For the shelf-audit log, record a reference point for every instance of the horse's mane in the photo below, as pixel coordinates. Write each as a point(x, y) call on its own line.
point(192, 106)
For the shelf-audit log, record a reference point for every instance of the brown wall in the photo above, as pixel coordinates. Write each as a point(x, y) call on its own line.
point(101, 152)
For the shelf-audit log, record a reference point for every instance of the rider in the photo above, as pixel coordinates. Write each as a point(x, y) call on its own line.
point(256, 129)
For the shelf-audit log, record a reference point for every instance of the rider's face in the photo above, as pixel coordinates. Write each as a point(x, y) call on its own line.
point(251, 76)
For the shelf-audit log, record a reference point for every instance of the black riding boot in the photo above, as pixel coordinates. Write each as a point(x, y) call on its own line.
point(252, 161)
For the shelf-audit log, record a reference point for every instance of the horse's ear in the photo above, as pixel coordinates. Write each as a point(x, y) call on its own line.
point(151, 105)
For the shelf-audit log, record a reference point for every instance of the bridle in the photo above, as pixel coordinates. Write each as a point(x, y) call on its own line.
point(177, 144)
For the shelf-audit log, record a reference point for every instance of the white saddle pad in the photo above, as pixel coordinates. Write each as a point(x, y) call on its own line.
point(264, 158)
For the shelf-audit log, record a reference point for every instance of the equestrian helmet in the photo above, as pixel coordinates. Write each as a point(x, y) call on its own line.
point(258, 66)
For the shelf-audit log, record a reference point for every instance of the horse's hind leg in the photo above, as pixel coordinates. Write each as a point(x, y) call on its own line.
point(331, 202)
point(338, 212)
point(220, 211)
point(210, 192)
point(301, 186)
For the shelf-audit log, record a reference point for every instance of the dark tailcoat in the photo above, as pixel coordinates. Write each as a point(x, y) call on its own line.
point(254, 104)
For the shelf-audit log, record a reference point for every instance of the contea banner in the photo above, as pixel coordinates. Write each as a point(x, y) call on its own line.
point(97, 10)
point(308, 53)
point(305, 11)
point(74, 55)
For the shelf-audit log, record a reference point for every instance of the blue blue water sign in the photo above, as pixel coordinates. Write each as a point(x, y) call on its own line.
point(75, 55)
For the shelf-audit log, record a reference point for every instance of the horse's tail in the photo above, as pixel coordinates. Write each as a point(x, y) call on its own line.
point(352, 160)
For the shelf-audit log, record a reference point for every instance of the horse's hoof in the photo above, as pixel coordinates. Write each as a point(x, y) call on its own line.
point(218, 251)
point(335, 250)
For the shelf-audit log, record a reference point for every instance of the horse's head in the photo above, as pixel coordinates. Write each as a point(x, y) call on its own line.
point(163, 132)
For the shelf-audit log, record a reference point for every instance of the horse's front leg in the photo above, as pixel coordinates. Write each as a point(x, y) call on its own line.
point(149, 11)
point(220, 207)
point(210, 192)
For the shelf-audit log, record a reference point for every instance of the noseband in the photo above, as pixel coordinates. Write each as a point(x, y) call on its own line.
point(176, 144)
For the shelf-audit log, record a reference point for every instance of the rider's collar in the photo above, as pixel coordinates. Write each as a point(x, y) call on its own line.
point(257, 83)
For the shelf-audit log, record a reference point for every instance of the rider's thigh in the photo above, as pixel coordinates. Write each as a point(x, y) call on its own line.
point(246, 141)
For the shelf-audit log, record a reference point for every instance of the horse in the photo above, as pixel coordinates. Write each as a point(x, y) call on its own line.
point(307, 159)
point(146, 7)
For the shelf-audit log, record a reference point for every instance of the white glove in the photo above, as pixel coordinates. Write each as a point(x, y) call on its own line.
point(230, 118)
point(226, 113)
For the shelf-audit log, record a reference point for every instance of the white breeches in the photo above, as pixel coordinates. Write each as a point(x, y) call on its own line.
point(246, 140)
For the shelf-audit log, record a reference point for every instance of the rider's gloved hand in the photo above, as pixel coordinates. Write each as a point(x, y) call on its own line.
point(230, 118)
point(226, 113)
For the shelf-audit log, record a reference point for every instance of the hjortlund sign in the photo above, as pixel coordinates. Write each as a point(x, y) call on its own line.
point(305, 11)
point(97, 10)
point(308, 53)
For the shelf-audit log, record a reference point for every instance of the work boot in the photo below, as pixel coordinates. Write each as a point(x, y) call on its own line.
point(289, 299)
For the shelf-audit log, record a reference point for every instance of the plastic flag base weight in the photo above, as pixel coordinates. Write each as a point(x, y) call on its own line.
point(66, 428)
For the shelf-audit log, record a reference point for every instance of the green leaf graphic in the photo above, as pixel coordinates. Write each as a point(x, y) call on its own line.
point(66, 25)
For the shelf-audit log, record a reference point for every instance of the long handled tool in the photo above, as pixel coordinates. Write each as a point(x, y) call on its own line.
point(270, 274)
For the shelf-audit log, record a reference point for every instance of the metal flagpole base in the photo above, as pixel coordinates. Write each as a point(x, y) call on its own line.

=======

▶ _WHAT TO DO_: Copy out the listing word for word, everything from the line containing "the rider in" down to the line containing "point(251, 76)", with both of those lines included.

▶ _TASK RESPONSE_:
For the shelf-audit log, record a reference point for every instance of the rider in the photo above, as pixel coordinates. Write each as a point(x, y) call on its own line.
point(256, 129)
For the shelf-audit log, record a reference point for every instance of the rider's face in the photo above, as pixel coordinates. Write each as a point(x, y) call on its own line.
point(251, 76)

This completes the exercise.